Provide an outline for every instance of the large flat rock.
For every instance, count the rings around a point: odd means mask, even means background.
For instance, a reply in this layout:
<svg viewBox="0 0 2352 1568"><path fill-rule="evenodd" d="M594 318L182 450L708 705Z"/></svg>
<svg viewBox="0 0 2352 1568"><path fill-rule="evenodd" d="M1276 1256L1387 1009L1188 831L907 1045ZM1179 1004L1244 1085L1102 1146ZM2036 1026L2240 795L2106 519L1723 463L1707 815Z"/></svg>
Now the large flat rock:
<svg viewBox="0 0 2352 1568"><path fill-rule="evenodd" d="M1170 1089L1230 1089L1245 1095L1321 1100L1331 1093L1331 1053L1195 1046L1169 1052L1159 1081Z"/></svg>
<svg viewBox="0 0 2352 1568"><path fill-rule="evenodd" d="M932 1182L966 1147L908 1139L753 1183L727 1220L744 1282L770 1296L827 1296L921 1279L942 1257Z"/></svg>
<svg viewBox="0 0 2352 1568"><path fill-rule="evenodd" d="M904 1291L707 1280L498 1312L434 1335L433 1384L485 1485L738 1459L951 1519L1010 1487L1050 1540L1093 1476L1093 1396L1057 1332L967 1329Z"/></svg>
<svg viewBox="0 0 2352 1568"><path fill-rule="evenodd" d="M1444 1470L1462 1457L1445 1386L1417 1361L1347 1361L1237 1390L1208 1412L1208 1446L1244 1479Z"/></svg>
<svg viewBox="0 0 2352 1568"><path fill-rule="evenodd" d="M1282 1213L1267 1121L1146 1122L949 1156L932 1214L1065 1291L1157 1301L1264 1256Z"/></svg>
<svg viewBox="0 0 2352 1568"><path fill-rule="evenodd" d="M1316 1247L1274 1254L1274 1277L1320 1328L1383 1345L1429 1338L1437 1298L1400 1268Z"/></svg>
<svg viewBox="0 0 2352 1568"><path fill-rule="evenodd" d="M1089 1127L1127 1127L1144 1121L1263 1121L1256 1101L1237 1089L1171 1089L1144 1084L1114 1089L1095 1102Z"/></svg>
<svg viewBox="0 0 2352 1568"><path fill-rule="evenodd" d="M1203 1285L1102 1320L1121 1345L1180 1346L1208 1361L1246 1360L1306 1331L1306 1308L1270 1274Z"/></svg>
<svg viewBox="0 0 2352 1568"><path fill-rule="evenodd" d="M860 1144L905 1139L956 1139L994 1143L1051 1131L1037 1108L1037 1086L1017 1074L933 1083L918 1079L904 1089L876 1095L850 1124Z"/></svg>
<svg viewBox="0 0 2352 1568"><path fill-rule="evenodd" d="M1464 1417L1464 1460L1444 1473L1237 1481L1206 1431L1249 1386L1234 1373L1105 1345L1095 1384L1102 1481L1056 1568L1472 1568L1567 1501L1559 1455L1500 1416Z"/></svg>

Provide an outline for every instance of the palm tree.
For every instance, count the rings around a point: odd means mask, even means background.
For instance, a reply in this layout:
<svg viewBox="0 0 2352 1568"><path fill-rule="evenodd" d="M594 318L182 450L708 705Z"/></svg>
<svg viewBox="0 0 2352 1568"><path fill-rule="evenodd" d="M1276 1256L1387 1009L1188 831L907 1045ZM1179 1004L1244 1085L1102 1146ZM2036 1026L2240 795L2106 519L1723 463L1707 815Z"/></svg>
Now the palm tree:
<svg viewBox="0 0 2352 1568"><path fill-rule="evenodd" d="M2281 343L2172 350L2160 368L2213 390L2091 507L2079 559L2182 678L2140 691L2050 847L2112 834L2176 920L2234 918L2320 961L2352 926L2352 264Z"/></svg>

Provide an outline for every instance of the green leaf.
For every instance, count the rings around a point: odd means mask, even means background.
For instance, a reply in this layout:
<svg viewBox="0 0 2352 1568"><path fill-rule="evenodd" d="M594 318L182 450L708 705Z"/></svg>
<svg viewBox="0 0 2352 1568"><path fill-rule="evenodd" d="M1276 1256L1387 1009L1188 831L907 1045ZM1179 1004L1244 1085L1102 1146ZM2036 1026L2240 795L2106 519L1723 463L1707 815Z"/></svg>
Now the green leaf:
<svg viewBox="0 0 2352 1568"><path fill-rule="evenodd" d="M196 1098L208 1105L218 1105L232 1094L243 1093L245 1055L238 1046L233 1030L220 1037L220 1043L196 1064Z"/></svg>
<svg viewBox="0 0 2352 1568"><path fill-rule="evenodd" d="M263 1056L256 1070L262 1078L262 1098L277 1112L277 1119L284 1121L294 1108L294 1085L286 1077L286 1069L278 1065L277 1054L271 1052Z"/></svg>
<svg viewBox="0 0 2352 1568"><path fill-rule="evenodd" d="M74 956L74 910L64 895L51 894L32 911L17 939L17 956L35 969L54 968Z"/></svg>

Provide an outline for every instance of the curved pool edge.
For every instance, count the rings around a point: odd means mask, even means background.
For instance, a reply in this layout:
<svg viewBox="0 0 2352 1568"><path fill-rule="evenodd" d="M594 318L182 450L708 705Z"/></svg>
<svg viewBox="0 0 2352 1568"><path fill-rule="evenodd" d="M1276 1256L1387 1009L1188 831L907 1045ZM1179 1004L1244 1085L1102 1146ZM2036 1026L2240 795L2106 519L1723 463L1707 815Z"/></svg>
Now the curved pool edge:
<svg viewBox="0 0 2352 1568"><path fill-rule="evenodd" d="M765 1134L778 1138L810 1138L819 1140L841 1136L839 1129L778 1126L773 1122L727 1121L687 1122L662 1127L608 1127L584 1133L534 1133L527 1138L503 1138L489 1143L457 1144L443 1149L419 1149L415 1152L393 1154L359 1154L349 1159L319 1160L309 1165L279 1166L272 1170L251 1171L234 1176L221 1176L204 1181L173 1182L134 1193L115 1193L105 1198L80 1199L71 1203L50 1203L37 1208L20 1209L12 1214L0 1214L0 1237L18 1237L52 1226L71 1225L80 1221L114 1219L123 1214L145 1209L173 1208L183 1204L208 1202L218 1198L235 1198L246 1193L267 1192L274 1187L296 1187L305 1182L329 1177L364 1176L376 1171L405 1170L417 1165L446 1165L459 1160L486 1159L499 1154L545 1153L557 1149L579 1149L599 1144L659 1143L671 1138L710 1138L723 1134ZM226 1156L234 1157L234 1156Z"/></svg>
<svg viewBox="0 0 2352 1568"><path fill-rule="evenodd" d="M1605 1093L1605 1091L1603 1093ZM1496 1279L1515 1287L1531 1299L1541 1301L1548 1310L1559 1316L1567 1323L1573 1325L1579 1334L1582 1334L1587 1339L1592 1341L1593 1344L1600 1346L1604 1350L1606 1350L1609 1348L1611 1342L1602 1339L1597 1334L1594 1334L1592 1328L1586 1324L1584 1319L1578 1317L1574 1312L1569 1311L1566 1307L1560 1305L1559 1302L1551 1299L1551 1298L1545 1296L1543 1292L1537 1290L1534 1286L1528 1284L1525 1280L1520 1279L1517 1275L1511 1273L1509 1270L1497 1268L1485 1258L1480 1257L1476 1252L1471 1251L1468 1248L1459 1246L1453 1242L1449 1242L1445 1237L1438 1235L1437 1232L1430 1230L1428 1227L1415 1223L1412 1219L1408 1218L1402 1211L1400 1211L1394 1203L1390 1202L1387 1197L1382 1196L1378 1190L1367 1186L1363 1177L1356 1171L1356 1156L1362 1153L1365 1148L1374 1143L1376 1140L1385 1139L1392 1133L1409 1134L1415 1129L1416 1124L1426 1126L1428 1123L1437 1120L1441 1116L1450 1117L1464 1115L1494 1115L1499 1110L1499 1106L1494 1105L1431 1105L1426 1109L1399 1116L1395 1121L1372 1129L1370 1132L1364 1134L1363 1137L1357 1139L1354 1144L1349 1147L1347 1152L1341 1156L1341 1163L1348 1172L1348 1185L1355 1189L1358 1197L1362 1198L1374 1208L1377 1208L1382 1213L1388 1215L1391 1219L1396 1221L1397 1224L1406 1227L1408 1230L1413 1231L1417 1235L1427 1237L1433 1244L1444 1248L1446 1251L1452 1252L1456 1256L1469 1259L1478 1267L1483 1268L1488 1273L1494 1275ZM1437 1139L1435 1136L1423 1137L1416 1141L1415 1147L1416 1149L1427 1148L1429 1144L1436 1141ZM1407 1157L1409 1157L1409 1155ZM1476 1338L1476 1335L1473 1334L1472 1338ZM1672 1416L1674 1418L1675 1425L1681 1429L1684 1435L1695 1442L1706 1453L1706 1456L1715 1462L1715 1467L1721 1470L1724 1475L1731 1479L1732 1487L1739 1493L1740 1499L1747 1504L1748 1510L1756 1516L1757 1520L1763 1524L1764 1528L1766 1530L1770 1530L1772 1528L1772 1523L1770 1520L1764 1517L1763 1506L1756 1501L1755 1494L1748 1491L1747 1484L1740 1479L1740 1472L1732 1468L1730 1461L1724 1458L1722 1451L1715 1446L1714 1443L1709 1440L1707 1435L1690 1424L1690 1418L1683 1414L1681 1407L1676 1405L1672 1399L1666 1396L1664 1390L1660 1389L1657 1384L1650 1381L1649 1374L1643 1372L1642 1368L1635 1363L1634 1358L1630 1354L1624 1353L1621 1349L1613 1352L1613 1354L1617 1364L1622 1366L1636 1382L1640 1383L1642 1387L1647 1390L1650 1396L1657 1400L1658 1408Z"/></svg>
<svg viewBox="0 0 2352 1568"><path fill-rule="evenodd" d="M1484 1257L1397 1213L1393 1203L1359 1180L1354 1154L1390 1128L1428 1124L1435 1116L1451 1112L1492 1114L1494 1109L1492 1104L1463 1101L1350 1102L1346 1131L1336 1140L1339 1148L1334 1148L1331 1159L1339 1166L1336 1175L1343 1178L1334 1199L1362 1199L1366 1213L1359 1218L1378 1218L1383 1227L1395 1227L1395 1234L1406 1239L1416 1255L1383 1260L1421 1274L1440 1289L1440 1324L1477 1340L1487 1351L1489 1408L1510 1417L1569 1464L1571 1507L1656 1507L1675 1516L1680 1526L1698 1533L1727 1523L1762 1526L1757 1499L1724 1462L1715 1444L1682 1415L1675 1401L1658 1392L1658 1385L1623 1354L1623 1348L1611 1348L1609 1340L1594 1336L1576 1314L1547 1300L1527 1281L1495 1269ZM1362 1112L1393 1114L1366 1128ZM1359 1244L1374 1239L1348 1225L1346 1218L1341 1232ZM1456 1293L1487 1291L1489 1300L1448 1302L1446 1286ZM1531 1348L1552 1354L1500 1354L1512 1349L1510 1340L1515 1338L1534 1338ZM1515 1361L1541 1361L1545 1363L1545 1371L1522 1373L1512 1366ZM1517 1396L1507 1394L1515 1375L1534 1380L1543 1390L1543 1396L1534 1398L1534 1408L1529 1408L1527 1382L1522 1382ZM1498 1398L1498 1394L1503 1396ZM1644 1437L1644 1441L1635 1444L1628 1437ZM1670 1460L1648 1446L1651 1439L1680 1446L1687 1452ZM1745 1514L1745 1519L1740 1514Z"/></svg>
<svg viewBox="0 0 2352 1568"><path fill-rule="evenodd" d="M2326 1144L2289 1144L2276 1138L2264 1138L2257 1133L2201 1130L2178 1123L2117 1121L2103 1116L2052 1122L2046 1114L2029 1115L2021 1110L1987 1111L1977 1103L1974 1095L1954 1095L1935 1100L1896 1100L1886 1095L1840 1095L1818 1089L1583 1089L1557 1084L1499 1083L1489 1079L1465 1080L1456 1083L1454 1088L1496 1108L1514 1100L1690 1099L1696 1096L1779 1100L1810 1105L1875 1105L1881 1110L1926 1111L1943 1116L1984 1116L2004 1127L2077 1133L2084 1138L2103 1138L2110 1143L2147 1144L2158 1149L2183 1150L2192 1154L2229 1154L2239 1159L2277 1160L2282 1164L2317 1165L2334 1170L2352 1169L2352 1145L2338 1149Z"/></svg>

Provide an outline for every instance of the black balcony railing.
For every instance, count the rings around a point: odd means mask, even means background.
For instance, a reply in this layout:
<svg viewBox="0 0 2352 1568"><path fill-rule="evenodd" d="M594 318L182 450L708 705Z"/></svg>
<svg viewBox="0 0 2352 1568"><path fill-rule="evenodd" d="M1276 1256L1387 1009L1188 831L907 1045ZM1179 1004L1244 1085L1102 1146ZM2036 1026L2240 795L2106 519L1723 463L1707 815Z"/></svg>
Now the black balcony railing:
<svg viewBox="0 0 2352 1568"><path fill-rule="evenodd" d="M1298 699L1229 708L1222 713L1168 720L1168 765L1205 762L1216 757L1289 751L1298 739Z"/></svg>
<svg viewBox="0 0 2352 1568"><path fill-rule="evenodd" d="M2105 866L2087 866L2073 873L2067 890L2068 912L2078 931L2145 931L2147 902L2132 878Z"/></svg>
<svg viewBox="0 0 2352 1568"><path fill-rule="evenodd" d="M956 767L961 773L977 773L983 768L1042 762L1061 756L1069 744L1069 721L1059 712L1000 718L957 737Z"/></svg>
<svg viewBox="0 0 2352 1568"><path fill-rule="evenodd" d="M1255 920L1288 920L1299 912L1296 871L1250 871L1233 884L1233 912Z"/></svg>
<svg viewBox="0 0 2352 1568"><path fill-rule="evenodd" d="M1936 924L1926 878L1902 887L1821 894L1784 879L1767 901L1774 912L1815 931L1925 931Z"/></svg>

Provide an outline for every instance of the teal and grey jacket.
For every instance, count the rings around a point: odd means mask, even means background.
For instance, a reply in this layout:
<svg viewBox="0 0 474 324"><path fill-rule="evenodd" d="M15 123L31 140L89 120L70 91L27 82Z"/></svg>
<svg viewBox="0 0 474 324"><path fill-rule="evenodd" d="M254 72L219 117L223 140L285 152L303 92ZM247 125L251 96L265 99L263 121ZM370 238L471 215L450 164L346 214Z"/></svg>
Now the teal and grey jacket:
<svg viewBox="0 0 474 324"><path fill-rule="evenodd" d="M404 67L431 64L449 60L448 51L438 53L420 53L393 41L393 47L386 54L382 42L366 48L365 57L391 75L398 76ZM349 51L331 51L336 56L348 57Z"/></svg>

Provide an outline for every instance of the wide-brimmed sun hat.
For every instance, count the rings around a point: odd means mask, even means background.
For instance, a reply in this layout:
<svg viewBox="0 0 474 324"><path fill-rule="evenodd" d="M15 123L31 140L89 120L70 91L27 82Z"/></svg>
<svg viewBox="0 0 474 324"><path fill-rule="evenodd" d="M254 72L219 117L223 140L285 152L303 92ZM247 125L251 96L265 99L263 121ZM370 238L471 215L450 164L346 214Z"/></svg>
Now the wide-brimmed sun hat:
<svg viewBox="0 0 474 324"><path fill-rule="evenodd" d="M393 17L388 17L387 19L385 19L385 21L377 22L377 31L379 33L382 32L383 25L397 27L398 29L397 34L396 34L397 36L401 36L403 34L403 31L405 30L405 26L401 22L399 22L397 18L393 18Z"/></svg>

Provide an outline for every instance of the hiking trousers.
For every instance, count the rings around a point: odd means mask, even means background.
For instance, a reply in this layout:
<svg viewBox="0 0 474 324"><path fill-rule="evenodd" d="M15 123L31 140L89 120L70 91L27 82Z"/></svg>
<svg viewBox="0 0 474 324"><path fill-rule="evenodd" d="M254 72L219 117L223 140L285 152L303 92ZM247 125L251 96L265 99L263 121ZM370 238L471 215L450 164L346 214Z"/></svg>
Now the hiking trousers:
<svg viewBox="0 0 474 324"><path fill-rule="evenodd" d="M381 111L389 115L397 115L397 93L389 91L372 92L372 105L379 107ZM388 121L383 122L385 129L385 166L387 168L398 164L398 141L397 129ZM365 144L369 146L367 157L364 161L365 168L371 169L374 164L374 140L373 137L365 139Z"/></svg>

*-*-*

» **WORK TASK**:
Wherever the word "Provide" occurs in the data above, copy the line it sits in.

» **SOLUTION TO THIS EXERCISE**:
Provide an outline for every instance of the large flat rock.
Provide an outline for every instance of the palm tree.
Provide an outline for every instance of the green leaf.
Provide an outline for every instance of the curved pool edge.
Provide an outline for every instance of the black balcony railing.
Provide an outline for every instance of the teal and grey jacket.
Provide an outline for every instance of the wide-brimmed sun hat.
Provide an outline for every instance of the hiking trousers.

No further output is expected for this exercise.